_Exercice 1_:
Les affirmations (a), (b) et (c) vont-elles dans le sens de l'extrait ? Pour chacune, répondez par oui ou non et citez les mots de l'extrait qui permettent de trancher.
(a) Le serveur a apporté le chocolat noir en même temps que le café.
(b) Deux des textes du recueil avaient déjà paru dans la collection « Étoile double ».
(c) Au moment du déjeuner, tout le recueil avait déjà été lu.
_Exercice 2_:
Dans l'extrait, comment John Varley est-il surnommé ?

_Extrait du texte_:
--*--
Déjeunant, l'autre jour, dans un restaurant indien, je dérivais au sein de mon euphorie postprandiale à propos de Champagne bleu dont je venais de lire la première nouvelle. Après les tandooris et les beignets d'oignons, le chutney, le serveur m'apporta en même temps que le café, rite sacramentel et inusité à New Delhi, le petit rectangle de chocolat noir qu'on sert désormais dans le moindre bistro parisien. Décalé ! Dans le choc symbolique des deux cultures qui s'affrontaient, je découvrais une métaphore de l'art de Varley.

N'hésitez donc pas à vous précipiter sur son dernier recueil, qui est à la SF ce que le potchlevech est à la cuisine bourgeoise. Ne craignez pas de relire deux des textes qui le composent, déjà parus dans la défunte et respectée collection "Étoile double" ; ils ne vous en paraîtront que plus étincelants et les trois autres qui servent d'appoint au recueil l'enrichissent d'au moins deux chefs-d'œuvre.

Ce mois-ci, Champagne bleu offrira du piment à vos neurones fatigués par la lecture de la presse hexagonale où le présent semble si étriqué par absence de regard spéculatif. Par son ambition manifeste de plaquer l'un sur l'autre des éléments empruntés à des réels différents afin de donner plus de profondeur à sa vision littéraire, John Varley est le “Monsieur Plus” de la Science-Fiction contemporaine. Car les ferments de la modernité qu'il dépose dans notre imaginaire développent bientôt leur pouvoir incendiaire au point de tout illuminer.
--*--
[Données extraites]

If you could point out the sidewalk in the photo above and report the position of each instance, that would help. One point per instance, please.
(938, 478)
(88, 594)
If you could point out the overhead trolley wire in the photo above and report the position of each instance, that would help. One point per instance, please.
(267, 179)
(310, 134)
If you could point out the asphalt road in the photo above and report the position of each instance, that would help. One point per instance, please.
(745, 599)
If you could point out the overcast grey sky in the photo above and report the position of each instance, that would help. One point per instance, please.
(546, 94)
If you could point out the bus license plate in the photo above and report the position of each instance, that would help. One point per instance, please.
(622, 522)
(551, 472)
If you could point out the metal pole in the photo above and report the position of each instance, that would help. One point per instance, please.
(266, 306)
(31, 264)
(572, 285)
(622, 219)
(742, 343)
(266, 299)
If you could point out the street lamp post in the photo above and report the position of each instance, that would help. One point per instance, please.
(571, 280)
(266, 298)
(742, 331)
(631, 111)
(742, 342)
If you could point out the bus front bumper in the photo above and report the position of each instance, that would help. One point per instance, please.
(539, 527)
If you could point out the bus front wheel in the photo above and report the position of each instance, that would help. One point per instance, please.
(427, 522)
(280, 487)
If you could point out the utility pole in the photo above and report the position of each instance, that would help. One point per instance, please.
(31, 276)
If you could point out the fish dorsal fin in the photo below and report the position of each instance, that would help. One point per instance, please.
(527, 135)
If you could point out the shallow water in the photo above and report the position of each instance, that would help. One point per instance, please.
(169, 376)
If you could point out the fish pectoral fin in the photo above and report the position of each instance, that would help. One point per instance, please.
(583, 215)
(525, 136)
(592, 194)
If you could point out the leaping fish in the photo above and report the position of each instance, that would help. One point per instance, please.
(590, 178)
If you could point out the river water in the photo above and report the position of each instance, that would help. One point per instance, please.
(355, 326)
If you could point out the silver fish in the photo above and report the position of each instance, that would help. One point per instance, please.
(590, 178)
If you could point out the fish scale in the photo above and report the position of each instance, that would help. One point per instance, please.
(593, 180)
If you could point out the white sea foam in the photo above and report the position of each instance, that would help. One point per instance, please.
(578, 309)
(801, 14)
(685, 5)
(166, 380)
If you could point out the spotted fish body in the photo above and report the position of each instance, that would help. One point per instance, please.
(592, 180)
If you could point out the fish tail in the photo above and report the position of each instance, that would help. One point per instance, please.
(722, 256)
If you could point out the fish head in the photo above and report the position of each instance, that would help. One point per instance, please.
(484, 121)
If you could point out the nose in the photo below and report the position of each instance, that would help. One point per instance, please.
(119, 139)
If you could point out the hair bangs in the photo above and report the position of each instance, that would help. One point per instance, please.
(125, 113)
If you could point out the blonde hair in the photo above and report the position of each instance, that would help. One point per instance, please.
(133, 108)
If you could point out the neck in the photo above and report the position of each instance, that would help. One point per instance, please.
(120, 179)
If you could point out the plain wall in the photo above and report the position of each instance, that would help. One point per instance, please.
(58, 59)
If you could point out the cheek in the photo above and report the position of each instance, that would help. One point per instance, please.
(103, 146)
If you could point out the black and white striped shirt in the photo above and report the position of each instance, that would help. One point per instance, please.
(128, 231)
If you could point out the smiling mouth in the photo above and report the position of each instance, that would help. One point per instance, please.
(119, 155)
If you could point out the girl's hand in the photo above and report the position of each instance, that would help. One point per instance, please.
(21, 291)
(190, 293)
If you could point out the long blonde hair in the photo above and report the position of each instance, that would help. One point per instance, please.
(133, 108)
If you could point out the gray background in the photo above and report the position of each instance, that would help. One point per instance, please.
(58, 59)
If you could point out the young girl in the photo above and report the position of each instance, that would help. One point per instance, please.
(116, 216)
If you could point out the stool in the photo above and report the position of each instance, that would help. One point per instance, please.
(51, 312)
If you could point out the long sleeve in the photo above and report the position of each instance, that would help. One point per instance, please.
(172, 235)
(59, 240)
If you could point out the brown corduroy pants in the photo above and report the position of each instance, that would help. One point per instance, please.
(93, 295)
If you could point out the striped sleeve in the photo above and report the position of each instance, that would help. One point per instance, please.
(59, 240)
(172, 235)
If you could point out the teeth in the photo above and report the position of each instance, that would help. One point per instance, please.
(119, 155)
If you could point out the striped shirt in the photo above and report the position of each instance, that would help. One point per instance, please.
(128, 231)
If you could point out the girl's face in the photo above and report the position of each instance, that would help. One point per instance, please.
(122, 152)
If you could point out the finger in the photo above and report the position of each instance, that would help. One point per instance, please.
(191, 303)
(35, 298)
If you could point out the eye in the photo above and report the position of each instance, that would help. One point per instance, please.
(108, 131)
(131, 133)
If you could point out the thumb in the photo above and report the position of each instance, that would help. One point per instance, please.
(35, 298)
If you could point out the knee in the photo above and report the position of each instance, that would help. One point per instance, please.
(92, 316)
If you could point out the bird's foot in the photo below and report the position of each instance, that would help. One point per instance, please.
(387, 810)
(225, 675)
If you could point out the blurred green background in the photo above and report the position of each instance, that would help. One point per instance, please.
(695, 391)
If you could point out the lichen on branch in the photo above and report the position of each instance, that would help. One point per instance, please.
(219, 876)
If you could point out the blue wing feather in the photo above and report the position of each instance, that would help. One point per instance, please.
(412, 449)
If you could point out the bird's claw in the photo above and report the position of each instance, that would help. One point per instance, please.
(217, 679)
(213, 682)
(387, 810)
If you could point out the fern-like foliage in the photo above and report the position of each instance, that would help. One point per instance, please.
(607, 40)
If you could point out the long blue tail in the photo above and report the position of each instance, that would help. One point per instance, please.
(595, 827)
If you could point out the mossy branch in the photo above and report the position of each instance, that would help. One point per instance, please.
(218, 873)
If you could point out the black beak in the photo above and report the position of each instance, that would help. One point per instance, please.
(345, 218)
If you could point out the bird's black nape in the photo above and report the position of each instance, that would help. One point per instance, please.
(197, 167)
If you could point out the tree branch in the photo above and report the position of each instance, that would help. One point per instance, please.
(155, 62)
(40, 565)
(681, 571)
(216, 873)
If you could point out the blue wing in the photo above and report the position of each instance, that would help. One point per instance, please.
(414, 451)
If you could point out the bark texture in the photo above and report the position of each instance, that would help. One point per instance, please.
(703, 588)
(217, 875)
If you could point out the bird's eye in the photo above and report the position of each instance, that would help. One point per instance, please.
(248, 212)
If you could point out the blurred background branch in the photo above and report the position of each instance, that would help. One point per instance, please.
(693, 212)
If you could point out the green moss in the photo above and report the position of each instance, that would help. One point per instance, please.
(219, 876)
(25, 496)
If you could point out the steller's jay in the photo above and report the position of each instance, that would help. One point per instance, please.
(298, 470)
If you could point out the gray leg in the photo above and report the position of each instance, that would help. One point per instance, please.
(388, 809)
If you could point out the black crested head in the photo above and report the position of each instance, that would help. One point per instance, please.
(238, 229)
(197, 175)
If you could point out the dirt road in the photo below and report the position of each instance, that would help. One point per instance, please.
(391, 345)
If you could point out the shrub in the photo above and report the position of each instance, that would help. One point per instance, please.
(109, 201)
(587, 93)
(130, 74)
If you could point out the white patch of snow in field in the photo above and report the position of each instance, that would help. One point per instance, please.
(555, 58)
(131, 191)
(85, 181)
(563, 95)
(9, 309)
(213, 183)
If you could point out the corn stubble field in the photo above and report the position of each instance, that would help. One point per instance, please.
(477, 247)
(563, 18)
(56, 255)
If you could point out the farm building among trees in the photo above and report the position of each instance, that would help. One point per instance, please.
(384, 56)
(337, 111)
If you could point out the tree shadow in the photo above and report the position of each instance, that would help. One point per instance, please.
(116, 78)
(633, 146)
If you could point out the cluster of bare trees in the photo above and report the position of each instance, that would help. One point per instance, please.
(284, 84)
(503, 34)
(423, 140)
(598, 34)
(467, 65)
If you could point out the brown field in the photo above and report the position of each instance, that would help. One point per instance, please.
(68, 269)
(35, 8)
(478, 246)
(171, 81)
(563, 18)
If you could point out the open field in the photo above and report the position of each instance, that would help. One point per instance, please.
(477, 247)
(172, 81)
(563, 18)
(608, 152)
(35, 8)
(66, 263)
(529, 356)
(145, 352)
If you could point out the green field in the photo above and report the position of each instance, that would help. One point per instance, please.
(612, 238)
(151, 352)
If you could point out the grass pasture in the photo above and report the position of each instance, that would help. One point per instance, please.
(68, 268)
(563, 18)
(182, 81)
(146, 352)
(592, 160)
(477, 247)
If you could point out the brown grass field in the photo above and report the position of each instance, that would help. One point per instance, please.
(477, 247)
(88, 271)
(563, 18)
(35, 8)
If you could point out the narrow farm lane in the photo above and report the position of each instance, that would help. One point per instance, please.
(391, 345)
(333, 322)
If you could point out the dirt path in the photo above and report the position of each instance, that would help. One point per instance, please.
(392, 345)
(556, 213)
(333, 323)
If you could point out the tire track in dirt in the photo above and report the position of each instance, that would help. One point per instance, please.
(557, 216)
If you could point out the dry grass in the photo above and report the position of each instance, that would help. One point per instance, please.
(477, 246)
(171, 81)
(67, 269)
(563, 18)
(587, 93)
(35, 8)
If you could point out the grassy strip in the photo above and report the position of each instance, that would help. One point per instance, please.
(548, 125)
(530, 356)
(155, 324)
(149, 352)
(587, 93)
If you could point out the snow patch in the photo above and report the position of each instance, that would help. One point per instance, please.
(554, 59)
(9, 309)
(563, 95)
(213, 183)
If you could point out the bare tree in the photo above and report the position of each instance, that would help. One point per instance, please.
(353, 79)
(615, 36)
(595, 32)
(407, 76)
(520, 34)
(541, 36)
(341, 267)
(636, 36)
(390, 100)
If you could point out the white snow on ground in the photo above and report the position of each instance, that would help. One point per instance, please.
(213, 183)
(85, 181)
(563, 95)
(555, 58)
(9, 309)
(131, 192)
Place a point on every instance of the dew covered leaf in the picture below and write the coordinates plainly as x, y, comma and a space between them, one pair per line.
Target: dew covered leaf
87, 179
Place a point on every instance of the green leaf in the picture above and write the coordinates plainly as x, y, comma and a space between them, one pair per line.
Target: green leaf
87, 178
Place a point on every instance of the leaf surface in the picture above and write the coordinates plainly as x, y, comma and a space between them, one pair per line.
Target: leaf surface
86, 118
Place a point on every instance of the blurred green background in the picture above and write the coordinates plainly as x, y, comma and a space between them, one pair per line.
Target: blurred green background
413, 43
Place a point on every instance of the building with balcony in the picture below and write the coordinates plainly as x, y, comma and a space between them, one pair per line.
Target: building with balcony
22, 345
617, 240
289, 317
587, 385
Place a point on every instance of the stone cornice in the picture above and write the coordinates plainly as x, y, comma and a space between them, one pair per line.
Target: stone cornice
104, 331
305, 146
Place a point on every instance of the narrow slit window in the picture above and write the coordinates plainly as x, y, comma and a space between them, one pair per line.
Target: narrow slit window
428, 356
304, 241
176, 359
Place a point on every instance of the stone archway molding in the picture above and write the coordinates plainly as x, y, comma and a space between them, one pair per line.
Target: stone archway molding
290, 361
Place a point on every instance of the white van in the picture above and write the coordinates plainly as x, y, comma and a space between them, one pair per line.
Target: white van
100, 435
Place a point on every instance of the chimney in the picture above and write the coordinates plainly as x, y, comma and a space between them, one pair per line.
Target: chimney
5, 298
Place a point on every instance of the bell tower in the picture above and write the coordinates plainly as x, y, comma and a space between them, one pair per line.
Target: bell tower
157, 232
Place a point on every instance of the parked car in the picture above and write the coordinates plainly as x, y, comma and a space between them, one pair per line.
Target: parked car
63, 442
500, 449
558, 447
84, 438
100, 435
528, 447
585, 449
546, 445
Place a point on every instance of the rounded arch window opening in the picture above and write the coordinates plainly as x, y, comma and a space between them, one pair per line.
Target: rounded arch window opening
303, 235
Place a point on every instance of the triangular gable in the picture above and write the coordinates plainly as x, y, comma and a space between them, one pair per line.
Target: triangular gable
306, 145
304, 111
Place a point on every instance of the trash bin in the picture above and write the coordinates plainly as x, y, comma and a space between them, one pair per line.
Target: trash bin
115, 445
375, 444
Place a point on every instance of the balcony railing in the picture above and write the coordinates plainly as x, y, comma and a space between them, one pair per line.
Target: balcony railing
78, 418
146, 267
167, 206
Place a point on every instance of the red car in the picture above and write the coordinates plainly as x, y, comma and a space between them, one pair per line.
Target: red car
--*--
_Réponse 1_:
(a) Oui : « le serveur m'apporta en même temps que le café ».
(b) Oui : « déjà parus dans la défunte et respectée collection "Étoile double" ».
(c) Non : « dont je venais de lire la première nouvelle ».

_Réponse 2_:
Le “Monsieur Plus” de la Science-Fiction contemporaine.